Prompt: The data should be duplicated exactly, with every word kept as it is.

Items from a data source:
+++++

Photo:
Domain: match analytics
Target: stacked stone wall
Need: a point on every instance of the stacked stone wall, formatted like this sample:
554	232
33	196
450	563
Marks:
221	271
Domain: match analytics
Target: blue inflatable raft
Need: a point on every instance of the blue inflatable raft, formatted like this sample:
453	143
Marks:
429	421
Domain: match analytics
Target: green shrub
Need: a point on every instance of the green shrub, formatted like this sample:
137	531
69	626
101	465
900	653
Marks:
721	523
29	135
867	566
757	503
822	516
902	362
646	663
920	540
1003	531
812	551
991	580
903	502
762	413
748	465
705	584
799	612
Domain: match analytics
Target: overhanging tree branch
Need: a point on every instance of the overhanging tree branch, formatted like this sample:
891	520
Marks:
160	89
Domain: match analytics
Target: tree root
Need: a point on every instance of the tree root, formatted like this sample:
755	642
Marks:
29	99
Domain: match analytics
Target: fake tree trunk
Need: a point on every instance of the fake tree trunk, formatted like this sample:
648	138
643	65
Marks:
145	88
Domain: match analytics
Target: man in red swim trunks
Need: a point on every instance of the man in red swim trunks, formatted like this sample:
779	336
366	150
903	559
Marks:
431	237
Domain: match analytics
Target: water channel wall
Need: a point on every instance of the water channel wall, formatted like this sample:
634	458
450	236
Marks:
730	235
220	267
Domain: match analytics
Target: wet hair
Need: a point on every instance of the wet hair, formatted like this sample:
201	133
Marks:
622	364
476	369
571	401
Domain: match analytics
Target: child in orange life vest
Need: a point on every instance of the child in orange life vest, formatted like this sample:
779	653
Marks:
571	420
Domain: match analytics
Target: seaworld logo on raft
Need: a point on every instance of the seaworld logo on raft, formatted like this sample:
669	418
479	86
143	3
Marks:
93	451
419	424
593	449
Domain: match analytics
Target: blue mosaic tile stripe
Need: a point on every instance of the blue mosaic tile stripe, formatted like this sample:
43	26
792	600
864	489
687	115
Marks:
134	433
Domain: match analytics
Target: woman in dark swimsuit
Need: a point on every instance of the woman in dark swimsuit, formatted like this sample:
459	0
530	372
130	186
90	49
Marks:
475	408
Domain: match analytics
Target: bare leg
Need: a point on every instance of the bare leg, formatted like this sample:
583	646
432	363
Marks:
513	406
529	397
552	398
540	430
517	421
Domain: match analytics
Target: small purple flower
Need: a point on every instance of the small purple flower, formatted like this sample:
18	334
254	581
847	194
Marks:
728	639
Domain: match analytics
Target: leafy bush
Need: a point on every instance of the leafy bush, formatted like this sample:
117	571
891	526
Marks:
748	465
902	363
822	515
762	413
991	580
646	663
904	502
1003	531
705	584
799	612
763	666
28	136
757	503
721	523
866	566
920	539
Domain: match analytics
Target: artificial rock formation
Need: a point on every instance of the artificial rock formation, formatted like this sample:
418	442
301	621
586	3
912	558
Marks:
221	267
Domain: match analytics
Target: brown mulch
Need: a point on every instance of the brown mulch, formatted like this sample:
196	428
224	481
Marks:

+++++

Written response:
Photo:
Domain: match analytics
Target: stacked stone wall
Need: a point on every instance of the stacked stone wall, formatted like this sample:
554	232
33	196
450	563
Marks:
221	271
Domain: match analytics
Target: blue inflatable raft
Need: a point on every instance of the blue inflatable raft, formatted like this sample:
453	143
Marks:
429	421
Domain: match analytics
Target: green shrub
Need: a point on every instance of the green shrub, formatted like this sample:
137	531
69	626
101	465
900	653
Marks:
721	523
29	135
867	566
757	503
822	516
902	362
646	663
920	540
1003	531
812	551
991	580
903	502
762	413
748	465
705	584
799	612
Domain: match analytics
Target: overhanging tree branch
Need: a point on every instance of the overhanging tree branch, formatted like this sample:
891	520
Marks:
160	89
Domain: match analytics
Target: tree root
Need: a point on every instance of the tree root, formatted like this sample:
755	642
Marks:
29	99
Domain: match analytics
Target: fake tree trunk
Need: a point on every instance of the fake tree trunk, formatted like this sample:
648	138
643	65
Marks:
145	88
Domain: match analytics
Target: man in red swim trunks
Need: a point on every instance of the man in red swim trunks, formatted like this sample:
779	336
366	150
903	559
Marks:
431	237
Domain: match analytics
Target: water channel wall
Need: a point on every instance of the water channel wall, formatted like this sample:
634	458
450	236
Marks:
730	235
220	267
Domain: match analytics
Target: wet hair
Need: a point on every instance of the wet hair, formatted like this sample:
201	133
Marks:
622	364
476	369
571	401
Domain: match analytics
Target: child in orange life vest
Need: a point on every instance of the child in orange life vest, formatted like this sample:
779	653
Marks:
571	420
Domain: match analytics
Target: seaworld logo on raft
Need: a point on every instance of the seaworld logo on raft, formatted like this sample:
669	418
479	86
143	3
Marks:
93	451
419	424
593	449
Domain: match analytics
Target: blue mosaic tile stripe
Need: a point on every instance of the blue mosaic tile stripe, formatted like this sample:
43	26
792	600
864	489
687	115
Marks:
134	433
Domain: match analytics
Target: woman in dark swimsuit
Need: a point on every instance of the woman in dark swimsuit, formatted like this sample:
459	0
530	372
130	186
90	49
Marks:
475	408
Domain: match analytics
Target: bare leg
Need: a point on every instance of the bare leg, formatted like this sample:
583	646
432	363
Marks:
513	406
529	397
552	398
540	430
517	421
Domain: match analytics
Target: small purple flower
Need: a point on every instance of the small purple flower, formatted like this sample:
18	334
254	581
847	194
Marks:
728	639
Domain: match analytics
Target: leafy bush
Need: a point on every instance of the leafy bush, formatted like this sample:
117	571
891	526
Marks:
748	465
902	363
822	515
762	413
991	580
646	663
904	502
1003	531
705	584
799	612
763	666
28	136
757	503
721	523
866	566
920	539
Domain: match analytics
Target: artificial rock formation
Need: a point on every instance of the artificial rock formation, formatted like this sample:
418	442
301	621
586	3
912	558
Marks:
221	267
Domain: match analytics
Target: brown mulch
Need: a point on every instance of the brown mulch, formatted like this sample:
196	428
224	481
Marks:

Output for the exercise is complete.